[START Supplied information]

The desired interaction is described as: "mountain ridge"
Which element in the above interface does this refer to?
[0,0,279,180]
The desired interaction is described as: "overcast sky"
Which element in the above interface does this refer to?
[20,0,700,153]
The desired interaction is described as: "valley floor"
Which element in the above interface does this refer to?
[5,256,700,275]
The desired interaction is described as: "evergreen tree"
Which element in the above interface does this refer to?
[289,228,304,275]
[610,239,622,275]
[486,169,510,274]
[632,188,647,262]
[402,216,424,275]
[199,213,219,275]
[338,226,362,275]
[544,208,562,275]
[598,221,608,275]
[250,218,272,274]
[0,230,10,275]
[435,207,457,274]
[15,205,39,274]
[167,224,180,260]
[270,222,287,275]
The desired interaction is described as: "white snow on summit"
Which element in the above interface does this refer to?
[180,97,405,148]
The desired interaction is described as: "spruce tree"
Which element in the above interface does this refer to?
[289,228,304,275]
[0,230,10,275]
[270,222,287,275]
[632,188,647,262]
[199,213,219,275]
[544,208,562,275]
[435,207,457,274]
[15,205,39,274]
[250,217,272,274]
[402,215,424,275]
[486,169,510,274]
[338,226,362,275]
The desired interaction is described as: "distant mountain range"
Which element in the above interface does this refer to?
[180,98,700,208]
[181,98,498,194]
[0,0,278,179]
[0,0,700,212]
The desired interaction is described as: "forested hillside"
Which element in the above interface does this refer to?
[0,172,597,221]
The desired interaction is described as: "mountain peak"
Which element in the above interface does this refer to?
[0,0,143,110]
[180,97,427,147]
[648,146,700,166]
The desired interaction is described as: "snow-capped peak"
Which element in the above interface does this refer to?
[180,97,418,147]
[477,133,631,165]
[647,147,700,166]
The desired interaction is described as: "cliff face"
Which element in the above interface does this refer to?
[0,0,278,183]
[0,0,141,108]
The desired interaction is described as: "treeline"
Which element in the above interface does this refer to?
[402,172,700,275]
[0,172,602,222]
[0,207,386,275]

[END Supplied information]

* [Exercise instructions] Rewrite the records above as a two-column CSV with the columns text and answer. Give one row per record, and put each value in a single quoted field with every line break replaced by a space.

* [Solution to this task]
text,answer
"The desired interaction is described as: ""mountain ridge"" Which element in the above interface does this refer to?","[0,0,279,180]"
"The desired interaction is described as: ""overcast sky"" Which element in the above interface does this refer to?","[20,0,700,153]"
"The desired interaction is described as: ""valley floor"" Which element in the above interface does this refer to?","[5,256,700,275]"
"The desired interaction is described as: ""evergreen tree"" Which element in the above interface does this refer to?","[289,228,304,275] [610,239,622,275] [486,169,510,274] [632,188,647,262] [402,216,424,275] [199,213,219,275] [338,226,362,275] [544,208,562,275] [598,221,608,275] [250,218,272,274] [0,230,10,275] [435,207,457,274] [15,205,39,274] [167,224,180,260] [270,222,287,275]"
"The desired interaction is described as: ""white snow on summit"" Which element in the above interface does this refer to?","[180,97,405,148]"
"The desired interaction is described as: ""spruce tree"" Which element in the above interface does this refer to?","[289,228,304,275] [0,230,10,275] [270,222,287,275] [632,188,647,262] [199,213,219,275] [544,208,562,275] [435,207,457,274] [15,205,39,274] [250,217,272,274] [402,215,424,275] [486,169,510,274] [338,226,362,275]"
"The desired interaction is described as: ""distant mountain range"" Which element in the above interface does this refer to?","[180,98,700,208] [181,98,498,194] [0,0,278,179] [0,0,700,212]"
"The desired interaction is described as: ""forested hillside"" Which element in the above interface does this refer to?","[0,172,597,221]"
"The desired interaction is described as: ""mountain peak"" Which element in the above interface does this refer to?","[0,0,143,110] [180,97,427,147] [648,146,700,166]"
"The desired interaction is described as: ""snow-capped peak"" Which element in the above interface does this refer to?","[180,97,418,147] [477,133,631,165] [647,147,700,166]"
"The desired interaction is described as: ""cliff face"" Which element in the above interface does this refer to?","[0,0,278,183] [0,0,141,108]"
"The desired interaction is described as: ""treeline"" Which element in the above interface does this refer to?","[402,172,700,275] [0,172,602,222] [0,207,386,275]"